Prior to the government shutdown, the House Republican leadership offered a plan to force the Senate to hold a symbolic vote on defunding Obamacare before allowing it to move on to a so-called clean continuing resolution — one, that is, with no anti-Obamacare provisions. The plan was denounced by various conservative groups as a sell-out and caused a revolt in the caucus. A few weeks and a government shutdown later, all Republicans had to show for their trouble was . . . a symbolic vote on defunding and a clean CR. They were back where they had started, only with lower poll numbers and more poisonous divisions.
If someone had missed the intervening weeks, he would have had no idea of the drama and political pain that had ensued before the party accepted a version of the initial unacceptable compromise. From one point of view, the entire episode was all rather pointless; from another it was quite important. It was the latest and most consequential expression of an apocalyptic conservative politics.
************
SET TASK 1
Reproduce the shutdown passage in full, word for word.
The shutdown passage and the entries are separate, unrelated material.

MATERIAL SHOWN
************
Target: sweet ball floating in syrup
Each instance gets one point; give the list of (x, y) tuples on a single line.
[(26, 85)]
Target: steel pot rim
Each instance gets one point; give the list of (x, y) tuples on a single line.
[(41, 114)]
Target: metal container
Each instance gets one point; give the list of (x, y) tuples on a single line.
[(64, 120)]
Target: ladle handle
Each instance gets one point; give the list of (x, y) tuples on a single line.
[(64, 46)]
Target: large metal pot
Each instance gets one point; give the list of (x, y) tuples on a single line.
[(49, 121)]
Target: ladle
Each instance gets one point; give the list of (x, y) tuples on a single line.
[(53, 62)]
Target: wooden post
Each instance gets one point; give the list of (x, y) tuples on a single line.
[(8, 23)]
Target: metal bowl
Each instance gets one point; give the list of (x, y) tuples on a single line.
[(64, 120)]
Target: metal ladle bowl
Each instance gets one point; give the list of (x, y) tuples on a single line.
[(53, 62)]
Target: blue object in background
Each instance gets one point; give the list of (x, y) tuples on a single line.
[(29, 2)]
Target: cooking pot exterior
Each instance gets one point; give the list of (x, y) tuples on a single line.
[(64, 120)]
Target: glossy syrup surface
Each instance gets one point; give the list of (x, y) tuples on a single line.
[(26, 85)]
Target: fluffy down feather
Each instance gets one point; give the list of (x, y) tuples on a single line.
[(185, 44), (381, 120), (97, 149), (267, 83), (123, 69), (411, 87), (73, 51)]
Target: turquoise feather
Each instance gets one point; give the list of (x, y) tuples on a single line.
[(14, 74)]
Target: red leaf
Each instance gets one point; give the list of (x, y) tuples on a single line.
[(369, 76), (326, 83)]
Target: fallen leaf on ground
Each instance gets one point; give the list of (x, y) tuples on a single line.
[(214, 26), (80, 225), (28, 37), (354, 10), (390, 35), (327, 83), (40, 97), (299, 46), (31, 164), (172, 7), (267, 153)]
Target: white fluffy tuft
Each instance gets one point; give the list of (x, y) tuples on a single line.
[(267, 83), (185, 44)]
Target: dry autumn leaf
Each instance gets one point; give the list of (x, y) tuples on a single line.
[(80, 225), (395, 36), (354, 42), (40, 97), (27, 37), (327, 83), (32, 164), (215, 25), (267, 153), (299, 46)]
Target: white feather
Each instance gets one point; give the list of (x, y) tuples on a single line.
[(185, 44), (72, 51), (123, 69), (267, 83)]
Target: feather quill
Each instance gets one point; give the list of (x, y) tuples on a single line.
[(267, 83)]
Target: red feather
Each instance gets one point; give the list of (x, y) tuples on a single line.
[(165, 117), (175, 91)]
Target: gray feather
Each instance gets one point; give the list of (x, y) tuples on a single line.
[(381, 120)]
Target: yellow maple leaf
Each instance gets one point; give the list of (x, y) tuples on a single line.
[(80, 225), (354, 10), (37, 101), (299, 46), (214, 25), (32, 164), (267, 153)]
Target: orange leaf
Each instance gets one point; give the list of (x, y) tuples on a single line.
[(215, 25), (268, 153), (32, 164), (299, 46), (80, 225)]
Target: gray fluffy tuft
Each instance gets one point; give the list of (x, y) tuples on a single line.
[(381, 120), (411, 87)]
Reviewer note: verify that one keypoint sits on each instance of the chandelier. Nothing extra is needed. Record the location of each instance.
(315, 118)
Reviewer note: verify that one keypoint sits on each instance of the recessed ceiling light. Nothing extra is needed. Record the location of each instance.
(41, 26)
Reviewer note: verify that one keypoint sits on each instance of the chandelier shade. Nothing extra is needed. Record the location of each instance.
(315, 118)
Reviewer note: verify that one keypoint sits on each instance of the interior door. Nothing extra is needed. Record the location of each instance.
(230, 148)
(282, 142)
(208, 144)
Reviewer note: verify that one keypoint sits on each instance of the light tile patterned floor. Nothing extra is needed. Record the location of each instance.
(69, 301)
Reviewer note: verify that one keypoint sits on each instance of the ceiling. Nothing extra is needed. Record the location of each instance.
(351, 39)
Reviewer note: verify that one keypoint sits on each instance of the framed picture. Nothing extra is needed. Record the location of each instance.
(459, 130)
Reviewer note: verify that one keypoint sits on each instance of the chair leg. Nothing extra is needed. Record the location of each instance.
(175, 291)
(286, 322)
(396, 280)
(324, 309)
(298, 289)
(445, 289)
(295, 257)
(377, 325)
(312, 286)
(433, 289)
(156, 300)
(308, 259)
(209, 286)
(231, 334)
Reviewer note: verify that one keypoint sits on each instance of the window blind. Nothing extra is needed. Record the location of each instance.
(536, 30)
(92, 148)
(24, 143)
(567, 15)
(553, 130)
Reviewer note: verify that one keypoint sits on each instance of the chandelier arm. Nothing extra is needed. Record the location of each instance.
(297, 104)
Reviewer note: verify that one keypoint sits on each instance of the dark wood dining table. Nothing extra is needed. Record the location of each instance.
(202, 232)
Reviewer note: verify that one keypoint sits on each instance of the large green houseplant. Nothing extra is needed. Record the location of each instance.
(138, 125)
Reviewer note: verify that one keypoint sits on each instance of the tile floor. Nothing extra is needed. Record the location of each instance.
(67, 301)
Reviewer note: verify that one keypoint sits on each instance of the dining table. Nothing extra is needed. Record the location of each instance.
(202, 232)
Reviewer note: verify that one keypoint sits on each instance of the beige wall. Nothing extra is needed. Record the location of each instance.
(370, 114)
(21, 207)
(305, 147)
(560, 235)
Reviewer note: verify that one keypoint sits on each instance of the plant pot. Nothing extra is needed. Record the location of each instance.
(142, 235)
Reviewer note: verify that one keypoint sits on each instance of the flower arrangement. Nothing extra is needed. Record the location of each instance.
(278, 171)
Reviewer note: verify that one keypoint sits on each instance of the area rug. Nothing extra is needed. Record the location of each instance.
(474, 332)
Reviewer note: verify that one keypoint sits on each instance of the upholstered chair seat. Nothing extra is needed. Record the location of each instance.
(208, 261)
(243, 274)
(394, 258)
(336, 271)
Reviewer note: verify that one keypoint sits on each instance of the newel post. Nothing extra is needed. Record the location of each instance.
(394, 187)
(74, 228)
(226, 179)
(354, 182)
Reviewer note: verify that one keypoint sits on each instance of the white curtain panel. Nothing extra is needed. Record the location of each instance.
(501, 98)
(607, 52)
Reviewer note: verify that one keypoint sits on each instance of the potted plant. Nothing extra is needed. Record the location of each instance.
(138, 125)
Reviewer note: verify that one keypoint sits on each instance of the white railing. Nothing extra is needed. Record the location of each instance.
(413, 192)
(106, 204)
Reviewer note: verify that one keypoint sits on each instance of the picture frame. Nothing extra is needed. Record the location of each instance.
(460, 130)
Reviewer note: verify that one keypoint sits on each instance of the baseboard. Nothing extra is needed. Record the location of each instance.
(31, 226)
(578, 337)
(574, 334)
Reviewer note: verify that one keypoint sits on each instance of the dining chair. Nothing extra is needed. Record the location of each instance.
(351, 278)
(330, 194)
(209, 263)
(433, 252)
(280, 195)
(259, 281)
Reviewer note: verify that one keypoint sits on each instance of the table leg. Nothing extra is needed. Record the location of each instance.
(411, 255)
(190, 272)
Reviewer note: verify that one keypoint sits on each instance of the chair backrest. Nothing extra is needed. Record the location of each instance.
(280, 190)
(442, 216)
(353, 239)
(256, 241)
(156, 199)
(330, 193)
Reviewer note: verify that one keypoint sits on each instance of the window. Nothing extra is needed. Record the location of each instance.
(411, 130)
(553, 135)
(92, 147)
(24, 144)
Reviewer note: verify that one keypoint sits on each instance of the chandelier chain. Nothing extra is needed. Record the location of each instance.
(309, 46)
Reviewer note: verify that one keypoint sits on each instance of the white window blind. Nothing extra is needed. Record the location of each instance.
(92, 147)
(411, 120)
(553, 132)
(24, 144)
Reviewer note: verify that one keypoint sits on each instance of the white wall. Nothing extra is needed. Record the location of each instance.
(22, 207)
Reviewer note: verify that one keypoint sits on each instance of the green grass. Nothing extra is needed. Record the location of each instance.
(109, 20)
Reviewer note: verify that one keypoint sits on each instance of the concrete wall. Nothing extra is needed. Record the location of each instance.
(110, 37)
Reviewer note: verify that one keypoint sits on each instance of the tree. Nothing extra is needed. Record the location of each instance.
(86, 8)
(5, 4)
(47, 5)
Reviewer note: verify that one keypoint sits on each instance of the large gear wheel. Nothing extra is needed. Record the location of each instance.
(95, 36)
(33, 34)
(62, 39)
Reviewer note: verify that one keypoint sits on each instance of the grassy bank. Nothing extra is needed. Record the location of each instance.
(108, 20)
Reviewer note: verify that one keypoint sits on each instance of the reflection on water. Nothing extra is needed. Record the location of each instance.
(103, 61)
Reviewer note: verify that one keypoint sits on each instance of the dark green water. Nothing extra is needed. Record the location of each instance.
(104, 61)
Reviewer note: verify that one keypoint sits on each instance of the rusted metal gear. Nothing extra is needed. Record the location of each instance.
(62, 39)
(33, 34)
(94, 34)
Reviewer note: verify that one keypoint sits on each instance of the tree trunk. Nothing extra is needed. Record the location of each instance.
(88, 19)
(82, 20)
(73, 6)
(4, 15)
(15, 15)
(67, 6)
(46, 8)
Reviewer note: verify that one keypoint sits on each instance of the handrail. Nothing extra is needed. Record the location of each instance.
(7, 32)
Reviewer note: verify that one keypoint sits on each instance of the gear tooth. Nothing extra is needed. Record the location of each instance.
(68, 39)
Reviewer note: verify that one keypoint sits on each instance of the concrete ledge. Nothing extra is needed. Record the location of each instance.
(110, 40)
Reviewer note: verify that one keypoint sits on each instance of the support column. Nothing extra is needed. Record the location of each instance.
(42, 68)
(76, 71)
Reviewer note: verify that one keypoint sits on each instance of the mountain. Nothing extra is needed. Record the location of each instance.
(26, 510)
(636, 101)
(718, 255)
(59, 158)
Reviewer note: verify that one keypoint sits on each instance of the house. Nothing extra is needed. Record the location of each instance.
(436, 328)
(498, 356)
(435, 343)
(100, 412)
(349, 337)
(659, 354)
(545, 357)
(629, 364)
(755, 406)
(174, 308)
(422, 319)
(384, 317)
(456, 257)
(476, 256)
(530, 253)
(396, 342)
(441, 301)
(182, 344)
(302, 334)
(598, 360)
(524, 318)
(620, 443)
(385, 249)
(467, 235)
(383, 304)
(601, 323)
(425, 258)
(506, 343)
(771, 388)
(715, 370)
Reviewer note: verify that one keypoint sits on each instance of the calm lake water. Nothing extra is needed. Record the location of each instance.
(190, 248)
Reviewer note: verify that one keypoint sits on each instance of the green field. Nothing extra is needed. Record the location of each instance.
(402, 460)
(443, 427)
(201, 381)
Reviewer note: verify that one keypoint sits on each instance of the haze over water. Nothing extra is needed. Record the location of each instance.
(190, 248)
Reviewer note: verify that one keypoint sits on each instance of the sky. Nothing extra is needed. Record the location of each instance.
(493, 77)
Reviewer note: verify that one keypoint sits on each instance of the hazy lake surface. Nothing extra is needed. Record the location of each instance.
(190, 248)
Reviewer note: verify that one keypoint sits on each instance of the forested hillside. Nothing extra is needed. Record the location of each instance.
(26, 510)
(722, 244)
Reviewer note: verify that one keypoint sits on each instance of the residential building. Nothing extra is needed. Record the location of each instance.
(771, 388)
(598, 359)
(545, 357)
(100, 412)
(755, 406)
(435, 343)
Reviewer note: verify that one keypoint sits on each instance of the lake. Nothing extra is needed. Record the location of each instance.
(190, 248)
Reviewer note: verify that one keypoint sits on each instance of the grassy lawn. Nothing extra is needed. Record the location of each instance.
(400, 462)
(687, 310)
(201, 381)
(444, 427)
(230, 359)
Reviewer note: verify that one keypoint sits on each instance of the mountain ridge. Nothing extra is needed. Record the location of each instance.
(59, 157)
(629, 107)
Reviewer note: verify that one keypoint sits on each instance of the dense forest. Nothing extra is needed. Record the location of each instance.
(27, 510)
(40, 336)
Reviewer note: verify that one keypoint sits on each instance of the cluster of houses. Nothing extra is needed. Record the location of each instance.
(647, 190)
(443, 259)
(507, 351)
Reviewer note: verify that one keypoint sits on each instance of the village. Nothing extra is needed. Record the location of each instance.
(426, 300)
************
SET TASK 2
Format the entries between the line holding "Target: large metal pot" and the line holding "[(369, 76), (326, 83)]", inclusive, as a JSON list of strings with one string per line and blank lines omitted.

COMPLETE RESPONSE 1
Prior to the government shutdown, the House Republican leadership offered a plan to force the Senate to hold a symbolic vote on defunding Obamacare before allowing it to move on to a so-called clean continuing resolution — one, that is, with no anti-Obamacare provisions. The plan was denounced by various conservative groups as a sell-out and caused a revolt in the caucus. A few weeks and a government shutdown later, all Republicans had to show for their trouble was . . . a symbolic vote on defunding and a clean CR. They were back where they had started, only with lower poll numbers and more poisonous divisions.
If someone had missed the intervening weeks, he would have had no idea of the drama and political pain that had ensued before the party accepted a version of the initial unacceptable compromise. From one point of view, the entire episode was all rather pointless; from another it was quite important. It was the latest and most consequential expression of an apocalyptic conservative politics.

COMPLETE RESPONSE 2
[
  "Target: large metal pot",
  "Each instance gets one point; give the list of (x, y) tuples on a single line.",
  "[(49, 121)]",
  "Target: ladle",
  "Each instance gets one point; give the list of (x, y) tuples on a single line.",
  "[(53, 62)]",
  "Target: wooden post",
  "Each instance gets one point; give the list of (x, y) tuples on a single line.",
  "[(8, 23)]",
  "Target: metal bowl",
  "Each instance gets one point; give the list of (x, y) tuples on a single line.",
  "[(64, 120)]",
  "Target: metal ladle bowl",
  "Each instance gets one point; give the list of (x, y) tuples on a single line.",
  "[(53, 62)]",
  "Target: blue object in background",
  "Each instance gets one point; give the list of (x, y) tuples on a single line.",
  "[(29, 2)]",
  "Target: cooking pot exterior",
  "Each instance gets one point; give the list of (x, y) tuples on a single line.",
  "[(64, 120)]",
  "Target: glossy syrup surface",
  "Each instance gets one point; give the list of (x, y) tuples on a single line.",
  "[(26, 85)]",
  "Target: fluffy down feather",
  "Each instance gets one point; give the list of (x, y) tuples on a single line.",
  "[(185, 44), (381, 120), (97, 149), (267, 83), (123, 69), (411, 87), (73, 51)]",
  "Target: turquoise feather",
  "Each instance gets one point; give the list of (x, y) tuples on a single line.",
  "[(14, 74)]",
  "Target: red leaf",
  "Each instance gets one point; give the list of (x, y) tuples on a single line.",
  "[(369, 76), (326, 83)]"
]